- Texto
————————
Cabe la posibilidad de que el acuerdo de gobierno alcanzado entre Pedro Sánchez y Pablo Iglesias no incluya en su punto tercero la ilegalización del gel porque, al fin y al cabo, un socialista es un antisistema que se ducha, pero en todo lo demás hay que ponerse en lo peor. Esto es, en la independencia de Cataluña, en la abolición de la monarquía y en las vacaciones pagadas en el Gulag, el Benidorm comunista, a la población facha, que para esta gente es tanto el caballo de Abascal como el votante democristiano.
El aplauso al pacto aclara que España es un país, no de imbéciles, que también, sino de insensatos porque una parte de la nación tiene con quien la quiere destruir la deferencia del glóbulo rojo con la célula cancerígena. Dicho de otro modo, que el economato es una opción válida frente a las grandes superficies, lo puedo decir yo, pero no la empleada de Mercadona. Y que Amancio Ortega es peor que la alta costura lo puede decir Podemos, pero no yo, que le tengo aprecio al bies y a los personajes que generan empleo.
————————
- Tareas propuestas
[1] En el texto sobre el pacto de gobierno, ¿qué se dice que es un socialista?
[2] Reanuda el texto sobre el pacto de gobierno a partir de su última frase.

Entradas de datos almacenadas
————————
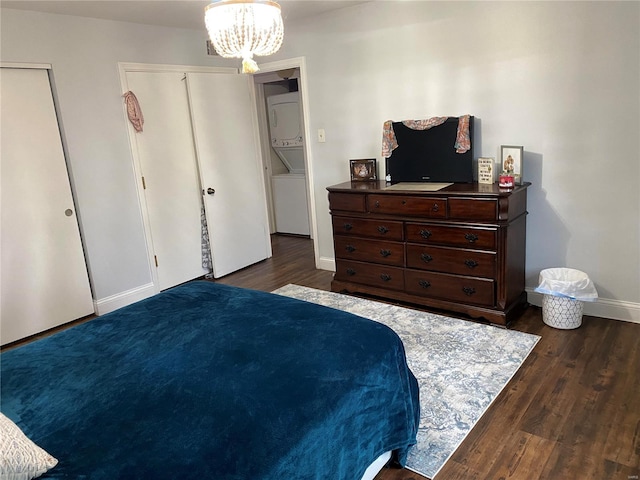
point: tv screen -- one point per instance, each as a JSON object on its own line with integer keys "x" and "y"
{"x": 429, "y": 155}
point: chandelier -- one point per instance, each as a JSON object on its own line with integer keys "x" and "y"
{"x": 244, "y": 28}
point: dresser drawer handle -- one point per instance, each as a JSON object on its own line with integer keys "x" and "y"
{"x": 468, "y": 291}
{"x": 426, "y": 258}
{"x": 471, "y": 237}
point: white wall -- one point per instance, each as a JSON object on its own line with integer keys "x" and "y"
{"x": 561, "y": 79}
{"x": 84, "y": 54}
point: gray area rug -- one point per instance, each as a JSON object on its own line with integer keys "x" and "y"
{"x": 461, "y": 368}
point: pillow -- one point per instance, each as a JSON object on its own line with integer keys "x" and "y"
{"x": 20, "y": 458}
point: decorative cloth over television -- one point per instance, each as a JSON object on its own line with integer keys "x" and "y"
{"x": 463, "y": 139}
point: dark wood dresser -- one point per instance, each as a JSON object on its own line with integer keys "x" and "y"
{"x": 460, "y": 249}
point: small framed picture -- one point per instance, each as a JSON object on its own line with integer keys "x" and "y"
{"x": 511, "y": 161}
{"x": 486, "y": 169}
{"x": 363, "y": 170}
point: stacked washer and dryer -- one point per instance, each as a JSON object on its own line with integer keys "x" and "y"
{"x": 289, "y": 189}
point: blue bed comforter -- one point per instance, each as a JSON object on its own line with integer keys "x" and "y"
{"x": 209, "y": 381}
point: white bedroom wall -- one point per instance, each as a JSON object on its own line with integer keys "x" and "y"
{"x": 560, "y": 78}
{"x": 84, "y": 54}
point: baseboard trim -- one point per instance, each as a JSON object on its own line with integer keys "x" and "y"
{"x": 603, "y": 307}
{"x": 119, "y": 300}
{"x": 326, "y": 263}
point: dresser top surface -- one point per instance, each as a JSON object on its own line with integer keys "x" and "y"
{"x": 475, "y": 189}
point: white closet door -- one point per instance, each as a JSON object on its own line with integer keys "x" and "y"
{"x": 44, "y": 275}
{"x": 226, "y": 136}
{"x": 167, "y": 159}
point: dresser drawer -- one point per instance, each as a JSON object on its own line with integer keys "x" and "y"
{"x": 363, "y": 227}
{"x": 429, "y": 207}
{"x": 370, "y": 274}
{"x": 454, "y": 288}
{"x": 351, "y": 202}
{"x": 375, "y": 251}
{"x": 455, "y": 236}
{"x": 452, "y": 260}
{"x": 477, "y": 209}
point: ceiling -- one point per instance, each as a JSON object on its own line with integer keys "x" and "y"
{"x": 168, "y": 13}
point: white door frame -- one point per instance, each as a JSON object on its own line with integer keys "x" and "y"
{"x": 300, "y": 63}
{"x": 123, "y": 68}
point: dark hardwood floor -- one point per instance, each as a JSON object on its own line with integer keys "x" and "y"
{"x": 572, "y": 411}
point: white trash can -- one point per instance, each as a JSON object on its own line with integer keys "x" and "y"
{"x": 564, "y": 291}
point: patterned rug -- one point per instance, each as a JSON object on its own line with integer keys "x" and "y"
{"x": 461, "y": 368}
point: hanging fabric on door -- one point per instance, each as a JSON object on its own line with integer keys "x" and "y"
{"x": 134, "y": 112}
{"x": 207, "y": 261}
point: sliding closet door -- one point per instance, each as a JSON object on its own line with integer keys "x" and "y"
{"x": 223, "y": 110}
{"x": 171, "y": 184}
{"x": 44, "y": 275}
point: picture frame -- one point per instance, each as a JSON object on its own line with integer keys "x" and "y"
{"x": 363, "y": 170}
{"x": 511, "y": 161}
{"x": 486, "y": 170}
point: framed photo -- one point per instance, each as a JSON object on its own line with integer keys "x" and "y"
{"x": 363, "y": 170}
{"x": 511, "y": 161}
{"x": 486, "y": 167}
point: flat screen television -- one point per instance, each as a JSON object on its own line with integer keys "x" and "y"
{"x": 429, "y": 155}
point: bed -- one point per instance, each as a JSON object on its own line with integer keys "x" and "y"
{"x": 211, "y": 381}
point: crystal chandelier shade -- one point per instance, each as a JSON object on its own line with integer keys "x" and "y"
{"x": 243, "y": 28}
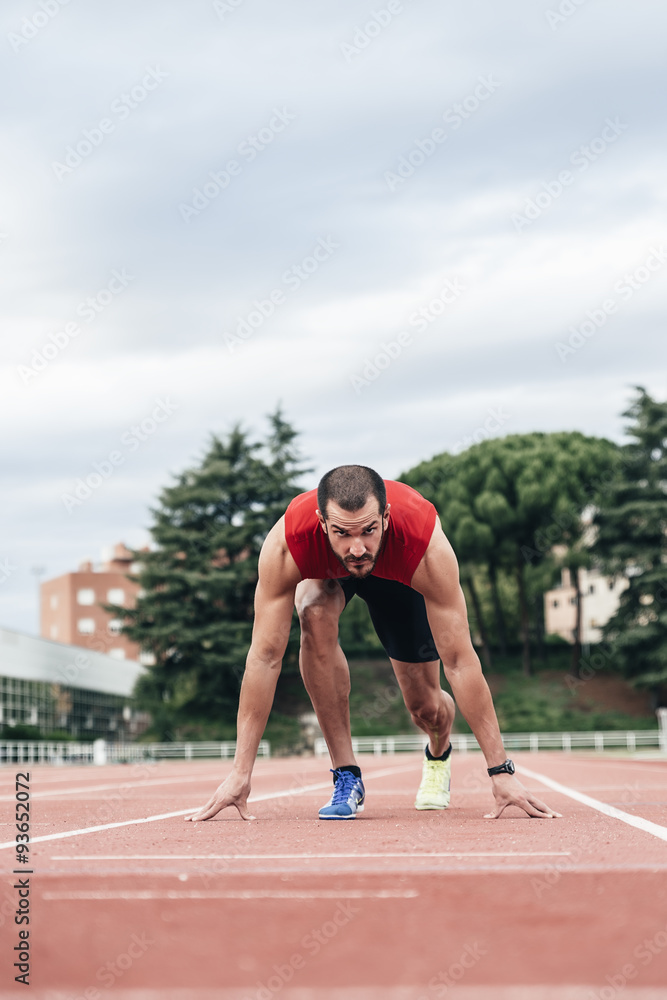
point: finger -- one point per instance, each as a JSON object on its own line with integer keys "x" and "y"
{"x": 243, "y": 810}
{"x": 209, "y": 810}
{"x": 499, "y": 811}
{"x": 201, "y": 813}
{"x": 537, "y": 809}
{"x": 544, "y": 810}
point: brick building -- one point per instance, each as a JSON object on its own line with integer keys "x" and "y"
{"x": 600, "y": 597}
{"x": 71, "y": 606}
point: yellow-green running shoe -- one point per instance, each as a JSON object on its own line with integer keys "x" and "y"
{"x": 434, "y": 788}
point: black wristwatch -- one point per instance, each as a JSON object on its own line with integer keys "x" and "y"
{"x": 506, "y": 768}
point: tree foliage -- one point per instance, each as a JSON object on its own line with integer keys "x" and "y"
{"x": 504, "y": 503}
{"x": 631, "y": 538}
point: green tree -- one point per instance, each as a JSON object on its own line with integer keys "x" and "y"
{"x": 195, "y": 612}
{"x": 631, "y": 539}
{"x": 506, "y": 502}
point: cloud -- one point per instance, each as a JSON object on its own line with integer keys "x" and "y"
{"x": 187, "y": 91}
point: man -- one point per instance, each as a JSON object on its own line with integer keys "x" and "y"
{"x": 358, "y": 533}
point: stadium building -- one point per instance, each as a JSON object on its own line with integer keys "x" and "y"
{"x": 57, "y": 688}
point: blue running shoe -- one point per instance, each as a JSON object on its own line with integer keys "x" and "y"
{"x": 347, "y": 799}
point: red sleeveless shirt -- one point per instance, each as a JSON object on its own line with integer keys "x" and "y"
{"x": 411, "y": 523}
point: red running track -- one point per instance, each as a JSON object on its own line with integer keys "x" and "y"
{"x": 396, "y": 904}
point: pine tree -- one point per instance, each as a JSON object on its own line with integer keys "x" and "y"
{"x": 196, "y": 608}
{"x": 632, "y": 540}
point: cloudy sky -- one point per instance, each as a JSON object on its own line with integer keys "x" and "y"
{"x": 413, "y": 223}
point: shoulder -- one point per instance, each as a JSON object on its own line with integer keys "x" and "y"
{"x": 438, "y": 567}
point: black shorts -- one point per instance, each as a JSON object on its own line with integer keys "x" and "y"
{"x": 399, "y": 616}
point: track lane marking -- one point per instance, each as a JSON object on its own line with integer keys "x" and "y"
{"x": 233, "y": 894}
{"x": 306, "y": 857}
{"x": 116, "y": 786}
{"x": 97, "y": 894}
{"x": 301, "y": 790}
{"x": 637, "y": 821}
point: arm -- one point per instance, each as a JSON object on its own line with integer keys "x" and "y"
{"x": 437, "y": 579}
{"x": 274, "y": 601}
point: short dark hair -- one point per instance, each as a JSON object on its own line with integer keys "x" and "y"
{"x": 350, "y": 486}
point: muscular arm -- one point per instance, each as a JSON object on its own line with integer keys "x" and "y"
{"x": 437, "y": 579}
{"x": 274, "y": 601}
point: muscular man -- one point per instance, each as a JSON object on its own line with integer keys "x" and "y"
{"x": 358, "y": 533}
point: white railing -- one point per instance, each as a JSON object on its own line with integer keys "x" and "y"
{"x": 37, "y": 752}
{"x": 463, "y": 742}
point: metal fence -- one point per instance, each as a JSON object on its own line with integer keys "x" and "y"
{"x": 100, "y": 752}
{"x": 462, "y": 742}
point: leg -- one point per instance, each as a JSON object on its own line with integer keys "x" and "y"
{"x": 431, "y": 708}
{"x": 323, "y": 665}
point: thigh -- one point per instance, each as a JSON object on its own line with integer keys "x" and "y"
{"x": 399, "y": 617}
{"x": 419, "y": 682}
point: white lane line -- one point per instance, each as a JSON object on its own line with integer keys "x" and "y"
{"x": 123, "y": 785}
{"x": 306, "y": 857}
{"x": 301, "y": 790}
{"x": 117, "y": 786}
{"x": 236, "y": 894}
{"x": 638, "y": 821}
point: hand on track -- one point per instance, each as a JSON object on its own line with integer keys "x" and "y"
{"x": 233, "y": 791}
{"x": 510, "y": 792}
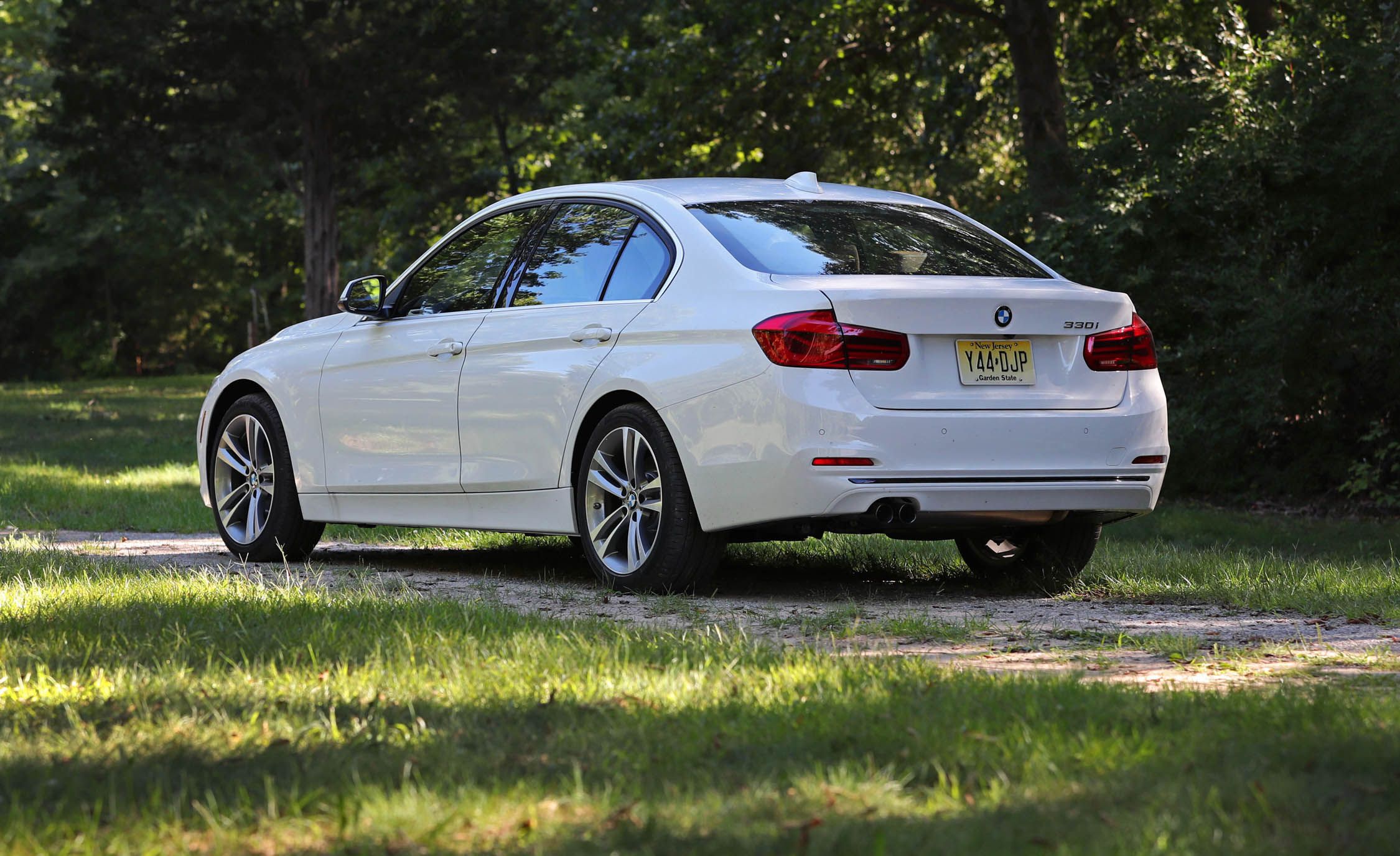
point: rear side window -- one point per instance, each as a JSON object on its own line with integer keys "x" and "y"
{"x": 574, "y": 255}
{"x": 860, "y": 237}
{"x": 462, "y": 275}
{"x": 640, "y": 268}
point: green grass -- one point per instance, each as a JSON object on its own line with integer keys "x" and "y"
{"x": 160, "y": 711}
{"x": 116, "y": 456}
{"x": 101, "y": 456}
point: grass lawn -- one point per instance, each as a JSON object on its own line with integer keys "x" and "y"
{"x": 118, "y": 456}
{"x": 149, "y": 712}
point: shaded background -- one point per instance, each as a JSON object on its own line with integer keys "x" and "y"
{"x": 182, "y": 178}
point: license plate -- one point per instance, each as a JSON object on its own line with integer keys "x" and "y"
{"x": 986, "y": 362}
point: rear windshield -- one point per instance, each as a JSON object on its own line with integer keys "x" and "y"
{"x": 860, "y": 237}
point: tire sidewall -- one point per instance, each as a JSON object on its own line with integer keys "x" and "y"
{"x": 286, "y": 509}
{"x": 673, "y": 485}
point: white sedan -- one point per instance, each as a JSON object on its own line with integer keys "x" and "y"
{"x": 663, "y": 367}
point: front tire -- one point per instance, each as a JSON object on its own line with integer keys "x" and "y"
{"x": 633, "y": 507}
{"x": 250, "y": 482}
{"x": 1045, "y": 558}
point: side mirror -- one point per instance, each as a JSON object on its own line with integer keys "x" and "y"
{"x": 365, "y": 296}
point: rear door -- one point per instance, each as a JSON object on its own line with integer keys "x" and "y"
{"x": 591, "y": 271}
{"x": 390, "y": 387}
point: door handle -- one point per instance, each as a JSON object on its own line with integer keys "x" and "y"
{"x": 597, "y": 334}
{"x": 451, "y": 346}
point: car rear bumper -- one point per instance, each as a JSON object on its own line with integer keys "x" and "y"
{"x": 748, "y": 453}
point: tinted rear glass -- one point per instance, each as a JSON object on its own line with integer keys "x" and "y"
{"x": 859, "y": 237}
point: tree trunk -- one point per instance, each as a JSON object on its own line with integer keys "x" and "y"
{"x": 318, "y": 208}
{"x": 1040, "y": 101}
{"x": 513, "y": 180}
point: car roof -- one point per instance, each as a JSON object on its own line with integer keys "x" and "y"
{"x": 692, "y": 191}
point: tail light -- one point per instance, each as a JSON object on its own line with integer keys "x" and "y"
{"x": 816, "y": 339}
{"x": 1123, "y": 349}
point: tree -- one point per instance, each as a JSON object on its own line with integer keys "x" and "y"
{"x": 312, "y": 90}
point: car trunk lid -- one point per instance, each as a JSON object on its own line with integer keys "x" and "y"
{"x": 938, "y": 313}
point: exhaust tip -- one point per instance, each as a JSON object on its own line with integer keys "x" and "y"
{"x": 884, "y": 512}
{"x": 908, "y": 512}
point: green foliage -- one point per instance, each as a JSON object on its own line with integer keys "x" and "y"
{"x": 1245, "y": 197}
{"x": 1376, "y": 477}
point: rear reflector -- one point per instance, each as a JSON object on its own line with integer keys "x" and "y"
{"x": 1123, "y": 349}
{"x": 815, "y": 339}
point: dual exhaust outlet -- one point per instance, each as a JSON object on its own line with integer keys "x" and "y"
————————
- Respuestas por tarea
[1] Un antisistema que se ducha.

[2]
La Paracuellos mediática intentará ahora convencer a la opinión pública, siempre tan inocente, de que a Pedro Sánchez no le ha quedado otra que pactar con el epígono de Stalin, pero lo cierto es que Sánchez tiene también algo de Stalin. Y no es el bigote. Tampoco los muertos, claro, pero sí la soberbia y ese desprecio al rival que comparte con su nuevo socio, lo que confiere al apretón de manos rango de pacto entre iguales.
A ver, no es que Sánchez salive como Iglesias cuando un ultraizquierdista golpea a un policía ni que sueñe con azotar a la exmujer de Herrera ni que en la vieja pendencia entre el escaparate y el encapuchado se decante por el segundo, pero el presidente en funciones y el vicepresidente en ciernes tienen en común su resentimiento contra la prosperidad, su discurso maniqueo y su apego a la trinchera, esa zanja politizada.